*Records for this exercise*:
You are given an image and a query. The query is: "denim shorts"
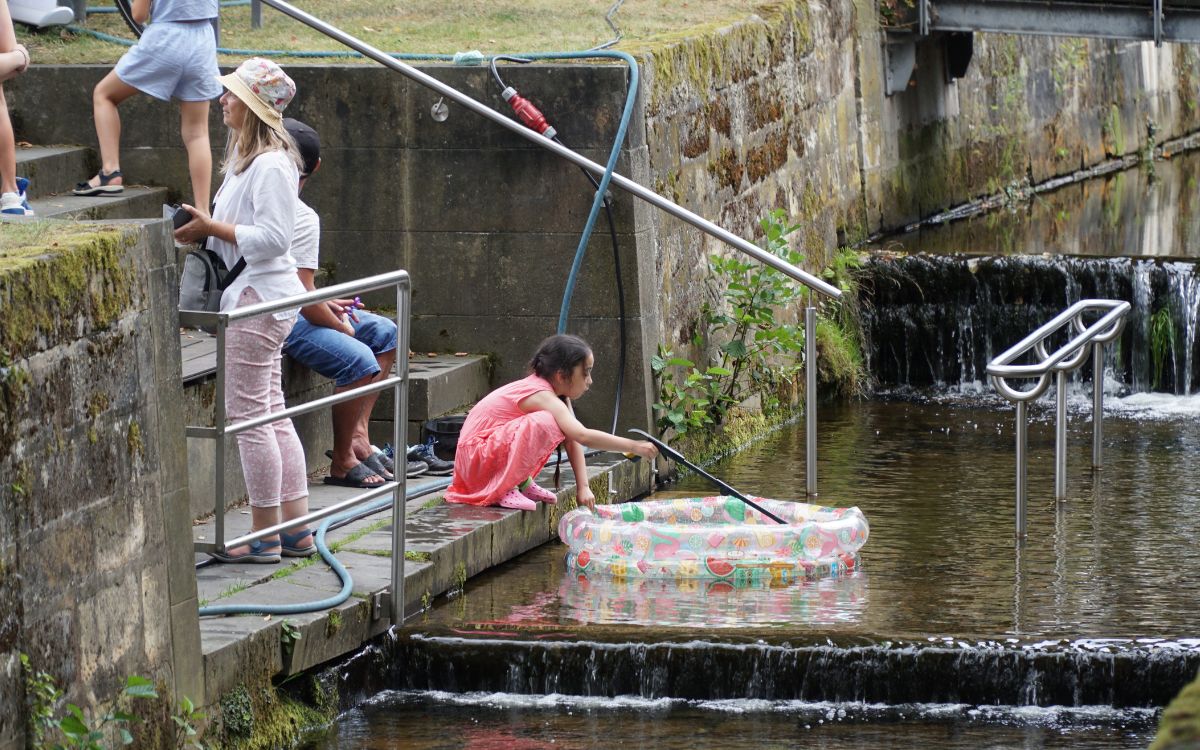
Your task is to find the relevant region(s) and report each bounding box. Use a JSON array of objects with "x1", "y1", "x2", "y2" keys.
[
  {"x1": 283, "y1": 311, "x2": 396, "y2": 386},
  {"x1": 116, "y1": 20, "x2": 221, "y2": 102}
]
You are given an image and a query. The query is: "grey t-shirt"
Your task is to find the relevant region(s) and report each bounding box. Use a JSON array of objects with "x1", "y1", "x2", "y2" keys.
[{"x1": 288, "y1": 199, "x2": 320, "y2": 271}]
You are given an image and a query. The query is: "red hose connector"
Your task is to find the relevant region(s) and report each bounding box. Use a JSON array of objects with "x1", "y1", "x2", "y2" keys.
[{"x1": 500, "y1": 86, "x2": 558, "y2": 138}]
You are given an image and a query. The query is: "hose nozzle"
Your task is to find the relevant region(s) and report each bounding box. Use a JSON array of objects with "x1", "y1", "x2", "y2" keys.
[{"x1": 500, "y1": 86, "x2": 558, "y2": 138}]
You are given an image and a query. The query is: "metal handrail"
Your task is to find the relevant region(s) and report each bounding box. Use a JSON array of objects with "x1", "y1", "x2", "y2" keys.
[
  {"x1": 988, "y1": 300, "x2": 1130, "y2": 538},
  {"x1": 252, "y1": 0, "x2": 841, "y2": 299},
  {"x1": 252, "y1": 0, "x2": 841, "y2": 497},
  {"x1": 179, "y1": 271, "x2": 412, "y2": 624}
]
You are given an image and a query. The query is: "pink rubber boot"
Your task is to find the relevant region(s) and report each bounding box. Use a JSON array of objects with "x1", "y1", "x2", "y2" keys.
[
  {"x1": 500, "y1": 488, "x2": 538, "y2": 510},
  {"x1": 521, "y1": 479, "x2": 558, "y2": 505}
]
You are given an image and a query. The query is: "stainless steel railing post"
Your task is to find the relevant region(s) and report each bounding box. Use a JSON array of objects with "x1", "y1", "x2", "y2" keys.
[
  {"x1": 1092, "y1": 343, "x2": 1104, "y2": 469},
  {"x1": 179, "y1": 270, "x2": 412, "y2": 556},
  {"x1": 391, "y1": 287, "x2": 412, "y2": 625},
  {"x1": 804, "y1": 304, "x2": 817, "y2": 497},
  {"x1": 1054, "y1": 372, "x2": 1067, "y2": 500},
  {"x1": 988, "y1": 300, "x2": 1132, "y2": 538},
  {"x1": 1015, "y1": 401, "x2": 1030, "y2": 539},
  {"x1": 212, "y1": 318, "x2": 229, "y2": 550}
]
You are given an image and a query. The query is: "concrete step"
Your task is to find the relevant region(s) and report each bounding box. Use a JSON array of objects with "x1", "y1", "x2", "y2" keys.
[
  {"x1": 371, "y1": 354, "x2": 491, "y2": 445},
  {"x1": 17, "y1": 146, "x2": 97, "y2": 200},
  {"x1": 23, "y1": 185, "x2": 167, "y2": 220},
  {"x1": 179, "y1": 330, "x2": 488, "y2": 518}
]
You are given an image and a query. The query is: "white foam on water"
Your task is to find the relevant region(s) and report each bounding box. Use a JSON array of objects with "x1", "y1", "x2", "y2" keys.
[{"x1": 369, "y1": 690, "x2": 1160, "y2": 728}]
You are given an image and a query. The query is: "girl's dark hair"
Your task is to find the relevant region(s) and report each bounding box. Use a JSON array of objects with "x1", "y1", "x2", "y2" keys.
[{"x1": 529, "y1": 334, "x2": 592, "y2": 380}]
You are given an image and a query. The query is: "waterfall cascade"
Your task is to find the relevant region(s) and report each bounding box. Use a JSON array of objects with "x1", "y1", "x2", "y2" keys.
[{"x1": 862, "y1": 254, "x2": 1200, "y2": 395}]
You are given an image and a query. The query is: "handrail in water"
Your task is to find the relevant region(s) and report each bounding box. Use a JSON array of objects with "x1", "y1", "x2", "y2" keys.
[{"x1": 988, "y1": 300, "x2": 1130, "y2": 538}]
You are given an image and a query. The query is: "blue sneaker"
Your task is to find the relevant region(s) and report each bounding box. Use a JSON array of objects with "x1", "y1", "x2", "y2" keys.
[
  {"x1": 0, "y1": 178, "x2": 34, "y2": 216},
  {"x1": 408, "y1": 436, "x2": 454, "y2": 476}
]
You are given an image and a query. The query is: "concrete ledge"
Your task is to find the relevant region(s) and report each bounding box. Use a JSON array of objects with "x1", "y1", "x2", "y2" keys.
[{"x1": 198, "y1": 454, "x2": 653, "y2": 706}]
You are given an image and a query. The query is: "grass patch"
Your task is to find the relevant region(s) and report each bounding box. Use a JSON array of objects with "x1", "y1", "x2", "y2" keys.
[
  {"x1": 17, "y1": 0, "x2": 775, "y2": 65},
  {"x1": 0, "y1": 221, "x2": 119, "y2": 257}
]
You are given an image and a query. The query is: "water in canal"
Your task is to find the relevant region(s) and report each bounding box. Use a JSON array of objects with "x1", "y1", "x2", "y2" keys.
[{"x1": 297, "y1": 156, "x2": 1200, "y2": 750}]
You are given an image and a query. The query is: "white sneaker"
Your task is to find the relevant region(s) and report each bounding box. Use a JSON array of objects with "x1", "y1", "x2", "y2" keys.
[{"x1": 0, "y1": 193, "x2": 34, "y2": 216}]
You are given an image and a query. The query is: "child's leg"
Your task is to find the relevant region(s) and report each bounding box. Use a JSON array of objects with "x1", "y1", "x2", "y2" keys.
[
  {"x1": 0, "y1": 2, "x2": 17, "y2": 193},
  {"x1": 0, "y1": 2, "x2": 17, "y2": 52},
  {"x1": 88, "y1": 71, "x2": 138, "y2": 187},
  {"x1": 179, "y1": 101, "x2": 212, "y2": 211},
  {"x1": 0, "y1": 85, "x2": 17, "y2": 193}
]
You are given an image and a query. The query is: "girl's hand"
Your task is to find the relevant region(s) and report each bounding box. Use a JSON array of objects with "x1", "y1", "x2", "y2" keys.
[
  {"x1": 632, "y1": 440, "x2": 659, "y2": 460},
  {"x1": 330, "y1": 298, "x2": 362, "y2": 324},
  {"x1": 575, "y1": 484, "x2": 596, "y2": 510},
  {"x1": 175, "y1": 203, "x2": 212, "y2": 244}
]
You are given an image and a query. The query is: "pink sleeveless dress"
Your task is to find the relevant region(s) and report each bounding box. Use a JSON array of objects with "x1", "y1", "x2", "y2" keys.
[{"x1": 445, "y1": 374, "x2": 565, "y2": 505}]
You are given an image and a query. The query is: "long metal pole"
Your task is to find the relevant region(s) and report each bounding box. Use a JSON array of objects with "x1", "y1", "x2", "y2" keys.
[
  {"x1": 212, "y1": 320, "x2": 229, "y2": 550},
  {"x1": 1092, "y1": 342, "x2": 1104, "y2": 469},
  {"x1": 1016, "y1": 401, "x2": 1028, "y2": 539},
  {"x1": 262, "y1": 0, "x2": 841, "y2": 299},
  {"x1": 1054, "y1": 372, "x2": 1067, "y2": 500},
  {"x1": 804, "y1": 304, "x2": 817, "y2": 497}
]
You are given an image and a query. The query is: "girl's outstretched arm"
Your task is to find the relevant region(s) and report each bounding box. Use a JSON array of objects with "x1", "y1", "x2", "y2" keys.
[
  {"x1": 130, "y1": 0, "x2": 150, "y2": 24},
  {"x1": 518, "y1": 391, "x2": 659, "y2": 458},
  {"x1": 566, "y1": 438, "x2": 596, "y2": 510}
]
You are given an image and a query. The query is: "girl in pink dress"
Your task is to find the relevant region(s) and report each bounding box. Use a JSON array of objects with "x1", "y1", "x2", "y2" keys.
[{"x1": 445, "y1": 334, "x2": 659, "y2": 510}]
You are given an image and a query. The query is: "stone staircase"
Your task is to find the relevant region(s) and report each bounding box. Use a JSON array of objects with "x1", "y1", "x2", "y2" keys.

*Your objective*: Locate every line in the listing above that contains the string "metal", matching case exactly, and copy each of those lines in full.

*Solution for this task*:
You are given an image and a query. The query is: "metal handrail"
You are given an image and a query. The query is: "long metal pole"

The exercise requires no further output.